▶ [STATED TASK 1] Copy the records again, starting with the line that contains "the red knitted" and going on through the line that contains "point(519, 339)", both included. Keep the requests unchanged, but multiply each point coordinate in the answers by 2.05 and round to the nearest whole number, with halves rounded up.

▶ [PROVIDED TEXT]
Much of the earth’s water has a salt content that
is too
high for human consumption or agricultural use. Enhanced oil recovery
operations generate massive volumes of produced water waste with a
high mineral content that can substantially exacerbate water distress.
Current deionization techniques such as reverse osmosis function by
removing the water (majority phase) from the salt (minority phase)
and are thus exceedingly energy-intensive. Furthermore, these methods
are limited in their ability to selectively extract high-value ions
from produced water waste and brine streams. Hybrid capacitive deionization
holds promise for enabling both desalination and resource recovery.
In this work, we demonstrate the construction of a hybrid capacitive
deionization cell that makes use of tunnel-structured ζ-V2O5 as a redox-active positive electrode material.
By augmenting surface adsorption with Faradaic insertion processes,
a 50% improvement in the ion removal capacity for K and Li ions is
obtained as compared to a capacitive high-surface-area carbon electrode.

▶ [STATED TASK 2] In the text on hybrid capacitive deionization, what electrode material serves as the redox-active positive electrode?

▶ [RECORD SET]
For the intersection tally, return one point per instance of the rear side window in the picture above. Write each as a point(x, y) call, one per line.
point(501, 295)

* * *

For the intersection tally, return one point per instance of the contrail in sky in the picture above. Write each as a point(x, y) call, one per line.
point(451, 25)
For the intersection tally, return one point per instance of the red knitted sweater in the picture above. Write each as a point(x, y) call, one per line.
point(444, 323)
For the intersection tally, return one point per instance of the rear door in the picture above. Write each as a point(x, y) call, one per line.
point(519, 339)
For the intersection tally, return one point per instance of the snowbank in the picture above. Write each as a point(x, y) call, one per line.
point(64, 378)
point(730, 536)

▶ [CORRECT RESULT 1]
For the intersection tally, return one point per instance of the red knitted sweater in the picture above. Write each as a point(x, y) call, one per line.
point(910, 662)
For the intersection tally, return one point per instance of the rear door in the picture above. Write each as a point(x, y) call, one per line.
point(1064, 695)

▶ [CORRECT RESULT 2] Tunnel-structured ζ-V2O5.